→ Exercise instructions: Please return every line of the listing. Keep each one exact.

→ Data supplied:
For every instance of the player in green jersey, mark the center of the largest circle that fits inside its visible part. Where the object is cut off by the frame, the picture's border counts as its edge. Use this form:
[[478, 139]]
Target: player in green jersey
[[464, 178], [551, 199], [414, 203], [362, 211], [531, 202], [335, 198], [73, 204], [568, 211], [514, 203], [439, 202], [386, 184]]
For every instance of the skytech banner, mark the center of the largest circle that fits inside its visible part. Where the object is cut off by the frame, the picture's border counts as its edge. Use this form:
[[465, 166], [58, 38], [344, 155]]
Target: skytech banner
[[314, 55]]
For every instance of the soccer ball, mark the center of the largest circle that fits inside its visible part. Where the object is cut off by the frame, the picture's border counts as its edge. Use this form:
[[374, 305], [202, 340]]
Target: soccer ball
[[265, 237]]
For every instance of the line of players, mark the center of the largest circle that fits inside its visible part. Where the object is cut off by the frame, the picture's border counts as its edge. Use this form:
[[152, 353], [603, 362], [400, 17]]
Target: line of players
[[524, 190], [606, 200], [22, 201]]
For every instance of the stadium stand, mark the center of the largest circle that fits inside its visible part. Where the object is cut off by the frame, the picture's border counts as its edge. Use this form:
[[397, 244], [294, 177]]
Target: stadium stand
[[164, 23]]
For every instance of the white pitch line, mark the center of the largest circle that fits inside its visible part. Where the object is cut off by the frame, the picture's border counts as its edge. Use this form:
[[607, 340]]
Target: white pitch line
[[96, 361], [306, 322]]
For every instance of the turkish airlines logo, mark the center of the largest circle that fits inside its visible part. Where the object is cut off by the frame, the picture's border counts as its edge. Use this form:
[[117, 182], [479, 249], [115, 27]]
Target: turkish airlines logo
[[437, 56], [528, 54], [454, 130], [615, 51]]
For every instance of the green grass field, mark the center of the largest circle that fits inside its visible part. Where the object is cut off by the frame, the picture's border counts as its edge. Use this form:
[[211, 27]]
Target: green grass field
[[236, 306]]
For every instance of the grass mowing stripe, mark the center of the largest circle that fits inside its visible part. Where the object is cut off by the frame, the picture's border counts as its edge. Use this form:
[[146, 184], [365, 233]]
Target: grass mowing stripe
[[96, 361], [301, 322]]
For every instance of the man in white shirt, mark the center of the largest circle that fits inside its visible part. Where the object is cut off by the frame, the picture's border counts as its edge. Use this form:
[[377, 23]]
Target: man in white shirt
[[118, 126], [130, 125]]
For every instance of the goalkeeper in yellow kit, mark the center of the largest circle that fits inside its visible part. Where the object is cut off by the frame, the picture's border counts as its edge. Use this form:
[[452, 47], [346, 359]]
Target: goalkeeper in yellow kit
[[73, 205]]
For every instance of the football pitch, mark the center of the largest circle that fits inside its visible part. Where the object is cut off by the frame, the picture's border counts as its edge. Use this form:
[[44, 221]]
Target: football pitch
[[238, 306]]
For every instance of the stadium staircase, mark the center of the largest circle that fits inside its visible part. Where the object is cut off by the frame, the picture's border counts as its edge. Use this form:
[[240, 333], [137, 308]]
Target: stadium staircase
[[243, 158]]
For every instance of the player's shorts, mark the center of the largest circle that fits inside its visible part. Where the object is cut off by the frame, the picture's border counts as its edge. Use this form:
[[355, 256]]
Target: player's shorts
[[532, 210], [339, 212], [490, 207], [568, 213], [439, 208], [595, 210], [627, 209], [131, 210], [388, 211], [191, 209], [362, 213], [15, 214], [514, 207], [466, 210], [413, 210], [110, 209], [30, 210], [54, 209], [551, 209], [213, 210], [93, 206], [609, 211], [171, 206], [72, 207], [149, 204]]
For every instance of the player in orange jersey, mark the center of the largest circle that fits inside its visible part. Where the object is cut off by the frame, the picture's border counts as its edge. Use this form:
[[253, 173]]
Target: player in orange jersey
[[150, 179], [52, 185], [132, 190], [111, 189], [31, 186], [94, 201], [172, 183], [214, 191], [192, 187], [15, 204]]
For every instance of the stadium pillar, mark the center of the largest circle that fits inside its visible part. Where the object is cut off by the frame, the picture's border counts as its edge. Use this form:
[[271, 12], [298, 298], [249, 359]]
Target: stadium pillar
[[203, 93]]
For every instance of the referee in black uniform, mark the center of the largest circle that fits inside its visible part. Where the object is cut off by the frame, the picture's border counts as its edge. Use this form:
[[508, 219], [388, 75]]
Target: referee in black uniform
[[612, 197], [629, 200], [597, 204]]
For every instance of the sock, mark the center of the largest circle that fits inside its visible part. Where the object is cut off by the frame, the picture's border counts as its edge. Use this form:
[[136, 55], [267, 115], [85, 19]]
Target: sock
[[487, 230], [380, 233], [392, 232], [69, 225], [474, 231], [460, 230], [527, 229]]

→ Answer space:
For every instance of the player in green jersey, mark the center of the largest circle that fits inside its visible part. Where the object is cut off by the frame, the picture's border counts as its edge. Use this form:
[[478, 139]]
Target: player in green jersey
[[464, 178], [551, 199], [414, 203], [362, 211], [531, 202], [335, 198], [73, 204], [568, 211], [514, 203], [439, 202], [386, 184]]
For every instance of the skytech banner, mark the center of the largest circle that fits inside its visible part. Where the object is cut off by the frame, the picture's border counts as its edge. Use this form:
[[465, 166], [58, 38], [344, 155]]
Target: skytech banner
[[314, 55]]
For every instance of the soccer ball, mark the center of the largest circle that fits inside its visible part. Where the object is cut off by the frame, the picture's border counts as its edge. Use this form:
[[374, 305], [202, 340]]
Target: soccer ball
[[265, 237]]
For every instance of the line of players, mark the center of the largest circle that fits inside its visible part. Where the object is cut off by the frame, the picture's border counts as its edge. Use this form:
[[152, 353], [603, 362], [400, 17]]
Target: line of players
[[524, 190], [606, 200], [22, 201]]
For every instance of the stadium stand, mark the center of the largest circle that fits inside its visible part. Where the object is cut off by the frame, the picture's border counts as its edge. Use this form:
[[397, 244], [294, 177]]
Target: stadium stand
[[164, 23]]
For every instance of the white pitch line, mark the center of the largest circle that fits inside its visible part. Where the object is cut off by the frame, the picture's border counts as its edge. Use this form:
[[607, 340]]
Target: white pitch line
[[96, 361], [306, 322]]
For every instance of the turkish airlines logo, mark the center of the largest circle that fits inside its visible part. Where the object is cut off by the frame, the picture's border counts as its edge. Use this form:
[[117, 182], [479, 249], [115, 27]]
Target: turkish airlines logo
[[437, 56], [528, 54], [454, 130], [615, 51]]
For every instance of the green grass field, mark the center of the largest circle that fits inside its visible part. Where the object is cut off by the frame, the picture's border counts as its edge. Use this form:
[[211, 27]]
Target: green grass field
[[236, 306]]
For every instance of the grass mowing stripe, mark the center of the largest circle that fits inside its visible part. Where the object is cut off by the frame, the picture's border counts as its edge. Use this form:
[[146, 184], [365, 233]]
Target: grass mowing stripe
[[96, 361], [301, 322]]
For every instance of the man in white shirt, mark the center of the largest circle that fits inside its visible part. Where the object is cut off by the frame, the picture's border counts as its edge. Use this form:
[[377, 23]]
Target: man in white shirt
[[118, 126], [130, 125]]
For every instance of the goalkeeper in yellow kit, mark the center of the largest circle that fits inside its visible part. Where the object is cut off by the frame, the picture's border counts as its edge. Use this form:
[[452, 47], [346, 359]]
Target: goalkeeper in yellow kit
[[73, 205]]
For every instance of the football pitch, mark the center of the largest circle that fits inside its visible part. Where the object is cut off by the frame, the picture's border counts as its edge. Use this form:
[[44, 221]]
Target: football pitch
[[238, 306]]
For every instance of the stadium staircase, mark the center of the largest circle that fits inside its visible part. Where the object is cut off by the frame, the picture's border counts as its edge. Use this form:
[[240, 333], [137, 308]]
Target: stadium staircase
[[243, 158]]
For every instance of the player's shorts, mark the center of the largest circle that fits inside its visible part. Where the object is cut off by the frame, the picture's border counts as its edge. Use this form:
[[355, 256]]
Target: player's shorts
[[532, 210], [339, 212], [490, 207], [568, 213], [439, 208], [595, 210], [627, 209], [131, 210], [388, 211], [191, 209], [362, 213], [15, 214], [514, 207], [466, 210], [413, 210], [110, 209], [30, 210], [54, 209], [551, 209], [213, 210], [93, 206], [609, 211], [171, 206], [72, 207], [149, 204]]
For every instance of the player in orange jersey, mark the center of the largest circle that fits inside its visible part. Where the object is cut off by the frame, the picture's border counts as its edge. Use this form:
[[253, 173]]
Target: player in orange jersey
[[150, 179], [52, 185], [132, 190], [111, 189], [31, 186], [94, 201], [172, 183], [214, 191], [192, 187], [15, 204]]
For every instance of the stadium pillar, mark the center of the largest circle that fits inside its visible part. Where the object is cut off by the frame, the picture's border counts as its edge. Use this form:
[[271, 12], [298, 298], [249, 359]]
Target: stadium pillar
[[203, 93]]
For every instance of the referee in black uniform, mark the center of the largest circle that fits inside its visible part. Where the object is cut off by the frame, the picture's border counts as its edge. Use this form:
[[508, 219], [388, 75]]
Target: referee in black uniform
[[612, 197], [629, 200], [597, 204]]
For every instance of the sock, mark the center of the largest circle that fits inside its visible part. Where the object is cut off by the frame, the picture's border counts as its edge. Use this form:
[[136, 55], [267, 115], [85, 19]]
Target: sock
[[487, 230], [380, 233], [392, 232], [69, 225], [474, 231], [460, 230], [527, 229]]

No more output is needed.